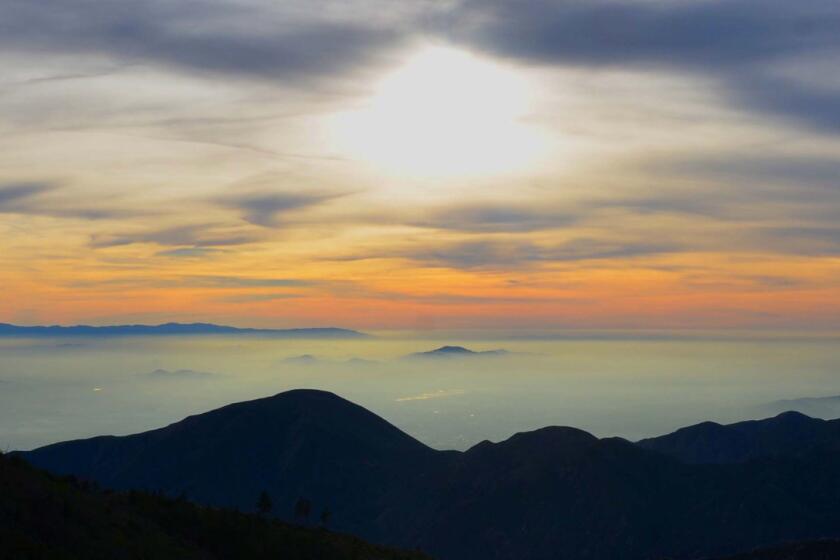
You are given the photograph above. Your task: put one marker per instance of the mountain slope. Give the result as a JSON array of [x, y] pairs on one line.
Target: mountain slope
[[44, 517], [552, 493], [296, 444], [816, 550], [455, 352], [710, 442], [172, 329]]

********

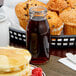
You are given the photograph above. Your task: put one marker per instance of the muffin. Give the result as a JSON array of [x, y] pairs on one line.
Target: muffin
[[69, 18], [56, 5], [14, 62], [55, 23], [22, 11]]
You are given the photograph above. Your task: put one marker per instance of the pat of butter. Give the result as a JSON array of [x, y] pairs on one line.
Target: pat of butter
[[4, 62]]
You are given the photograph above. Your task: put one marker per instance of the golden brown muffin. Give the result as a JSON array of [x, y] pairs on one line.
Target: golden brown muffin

********

(TASK DESCRIPTION): Rewrite the records between the line containing "pat of butter." and the line containing "Target: golden brown muffin", inclusive, as a numbered list with blank lines omitted.

(OUTPUT FOR THIS TASK):
1. You are given the photograph above. Your task: put one marker per instance of the pat of butter. Give the result as a JSON array of [x, y] pairs on one line.
2. Target: pat of butter
3. [[4, 62]]
4. You are given the photograph above. Your task: put one marker per instance of the golden brown muffin. Give the result as a JSON array of [x, y] pairs on one line.
5. Target: golden brown muffin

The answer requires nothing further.